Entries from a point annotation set
______________________________
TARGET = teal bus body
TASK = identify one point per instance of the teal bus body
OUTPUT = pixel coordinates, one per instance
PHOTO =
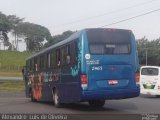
(104, 67)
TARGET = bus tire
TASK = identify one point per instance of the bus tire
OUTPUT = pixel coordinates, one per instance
(57, 104)
(96, 103)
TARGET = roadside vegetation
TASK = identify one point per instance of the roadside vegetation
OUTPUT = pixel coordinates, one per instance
(11, 62)
(11, 86)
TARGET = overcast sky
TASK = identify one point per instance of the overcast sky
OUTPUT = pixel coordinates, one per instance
(61, 15)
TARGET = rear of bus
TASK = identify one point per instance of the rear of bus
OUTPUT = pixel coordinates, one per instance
(109, 64)
(150, 80)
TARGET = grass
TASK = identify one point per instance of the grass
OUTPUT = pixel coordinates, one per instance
(11, 74)
(11, 86)
(12, 61)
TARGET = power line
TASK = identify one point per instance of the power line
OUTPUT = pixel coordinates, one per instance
(132, 17)
(104, 14)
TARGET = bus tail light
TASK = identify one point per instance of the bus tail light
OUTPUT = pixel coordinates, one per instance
(84, 81)
(137, 77)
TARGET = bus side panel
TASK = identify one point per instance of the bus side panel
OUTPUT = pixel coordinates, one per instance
(102, 68)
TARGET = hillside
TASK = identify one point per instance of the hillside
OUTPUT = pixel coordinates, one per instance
(12, 60)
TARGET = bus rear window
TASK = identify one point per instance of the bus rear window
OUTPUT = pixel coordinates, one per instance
(149, 71)
(103, 41)
(110, 48)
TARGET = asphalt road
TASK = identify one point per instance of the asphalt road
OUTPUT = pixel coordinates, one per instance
(17, 103)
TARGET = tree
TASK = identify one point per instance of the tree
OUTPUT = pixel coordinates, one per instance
(149, 51)
(58, 38)
(34, 35)
(5, 27)
(15, 21)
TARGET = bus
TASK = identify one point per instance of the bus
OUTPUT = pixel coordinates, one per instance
(92, 65)
(150, 80)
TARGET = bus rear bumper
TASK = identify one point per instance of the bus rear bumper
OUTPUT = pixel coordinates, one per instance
(110, 94)
(150, 92)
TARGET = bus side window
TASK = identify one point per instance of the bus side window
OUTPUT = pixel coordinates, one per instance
(58, 60)
(68, 55)
(73, 52)
(48, 60)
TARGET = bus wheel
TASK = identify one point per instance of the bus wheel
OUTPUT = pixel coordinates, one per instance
(96, 103)
(56, 99)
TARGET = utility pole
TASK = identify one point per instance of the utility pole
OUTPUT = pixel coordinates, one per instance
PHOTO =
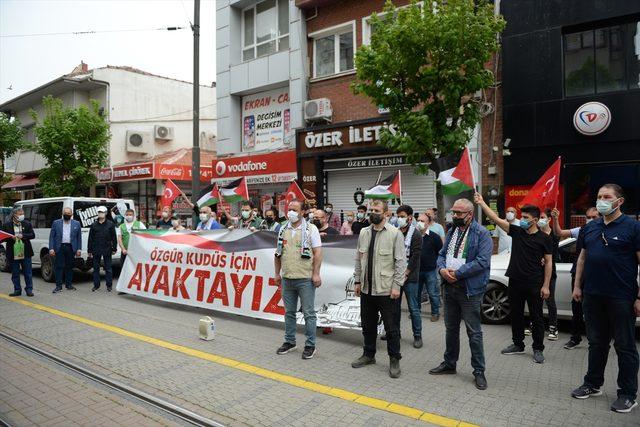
(195, 155)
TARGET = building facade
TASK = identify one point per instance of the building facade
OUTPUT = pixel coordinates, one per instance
(576, 97)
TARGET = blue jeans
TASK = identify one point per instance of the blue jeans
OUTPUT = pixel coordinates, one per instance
(64, 265)
(291, 290)
(429, 280)
(608, 318)
(458, 306)
(25, 264)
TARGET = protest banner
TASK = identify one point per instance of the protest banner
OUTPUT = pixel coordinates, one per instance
(232, 271)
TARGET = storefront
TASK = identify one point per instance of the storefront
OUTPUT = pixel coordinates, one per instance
(339, 162)
(144, 182)
(268, 175)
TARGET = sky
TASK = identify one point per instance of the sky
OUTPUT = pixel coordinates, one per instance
(28, 62)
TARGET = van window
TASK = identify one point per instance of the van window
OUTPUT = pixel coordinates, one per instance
(87, 212)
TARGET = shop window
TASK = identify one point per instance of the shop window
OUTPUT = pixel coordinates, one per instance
(265, 29)
(333, 50)
(601, 60)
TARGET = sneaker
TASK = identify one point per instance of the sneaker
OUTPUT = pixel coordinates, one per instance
(585, 391)
(363, 361)
(286, 348)
(571, 344)
(308, 352)
(623, 405)
(513, 349)
(538, 357)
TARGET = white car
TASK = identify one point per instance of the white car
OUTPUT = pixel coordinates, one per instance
(42, 212)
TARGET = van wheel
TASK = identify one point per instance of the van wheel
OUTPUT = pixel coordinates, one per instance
(46, 269)
(495, 309)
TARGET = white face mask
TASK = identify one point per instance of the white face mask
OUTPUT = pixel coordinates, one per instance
(293, 216)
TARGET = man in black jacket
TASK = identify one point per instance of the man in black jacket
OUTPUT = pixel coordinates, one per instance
(19, 251)
(413, 248)
(102, 245)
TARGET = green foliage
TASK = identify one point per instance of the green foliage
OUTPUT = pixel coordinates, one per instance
(73, 141)
(424, 64)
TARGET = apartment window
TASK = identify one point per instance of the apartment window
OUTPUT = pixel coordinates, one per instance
(333, 50)
(602, 59)
(265, 29)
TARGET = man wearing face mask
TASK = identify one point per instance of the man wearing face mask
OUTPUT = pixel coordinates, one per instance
(361, 220)
(102, 245)
(529, 279)
(297, 264)
(431, 246)
(504, 240)
(413, 247)
(464, 263)
(19, 251)
(65, 244)
(381, 263)
(165, 219)
(577, 317)
(207, 222)
(607, 284)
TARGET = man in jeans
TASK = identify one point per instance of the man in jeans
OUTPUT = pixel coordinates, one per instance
(431, 245)
(607, 283)
(381, 263)
(297, 270)
(464, 263)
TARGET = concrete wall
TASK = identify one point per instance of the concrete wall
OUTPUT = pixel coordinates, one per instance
(236, 78)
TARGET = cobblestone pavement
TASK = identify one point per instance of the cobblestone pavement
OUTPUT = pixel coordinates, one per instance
(520, 392)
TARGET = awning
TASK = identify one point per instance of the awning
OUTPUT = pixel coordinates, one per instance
(21, 182)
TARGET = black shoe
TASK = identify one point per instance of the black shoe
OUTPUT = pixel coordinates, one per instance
(481, 381)
(571, 344)
(308, 352)
(513, 349)
(394, 367)
(585, 392)
(363, 361)
(442, 369)
(286, 348)
(623, 405)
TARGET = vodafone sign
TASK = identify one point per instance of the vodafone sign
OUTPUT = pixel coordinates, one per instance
(279, 166)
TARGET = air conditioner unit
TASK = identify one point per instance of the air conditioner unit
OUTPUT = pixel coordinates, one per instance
(163, 133)
(318, 110)
(139, 142)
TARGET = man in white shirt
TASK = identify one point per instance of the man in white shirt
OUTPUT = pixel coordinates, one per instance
(504, 240)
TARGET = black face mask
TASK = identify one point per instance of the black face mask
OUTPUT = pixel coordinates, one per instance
(375, 218)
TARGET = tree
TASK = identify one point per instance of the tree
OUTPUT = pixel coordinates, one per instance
(73, 141)
(11, 140)
(424, 64)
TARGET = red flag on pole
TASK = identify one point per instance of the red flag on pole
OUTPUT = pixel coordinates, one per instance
(544, 194)
(169, 194)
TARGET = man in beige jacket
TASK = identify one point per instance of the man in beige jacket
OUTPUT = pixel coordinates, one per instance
(381, 263)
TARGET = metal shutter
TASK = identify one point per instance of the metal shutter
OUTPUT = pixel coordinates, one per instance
(418, 191)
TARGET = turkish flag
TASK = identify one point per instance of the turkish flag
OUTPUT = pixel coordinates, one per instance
(169, 194)
(544, 194)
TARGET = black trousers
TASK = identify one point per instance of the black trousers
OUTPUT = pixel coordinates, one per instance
(521, 292)
(370, 307)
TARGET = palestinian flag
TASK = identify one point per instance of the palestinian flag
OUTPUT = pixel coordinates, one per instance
(209, 196)
(389, 188)
(236, 191)
(460, 178)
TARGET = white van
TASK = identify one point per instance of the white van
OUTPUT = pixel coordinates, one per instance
(42, 212)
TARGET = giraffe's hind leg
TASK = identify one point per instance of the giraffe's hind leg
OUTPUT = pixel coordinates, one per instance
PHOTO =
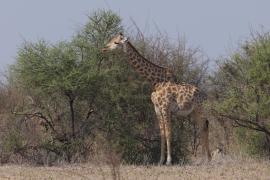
______________________________
## WHAT YOU ARE ASKED TO DO
Find every line in the items above that contains the word "building" and copy each of those lines, matching case exactly.

## RESPONSE TO THE EXERCISE
TARGET = building facade
TASK = identify one point per instance of the building facade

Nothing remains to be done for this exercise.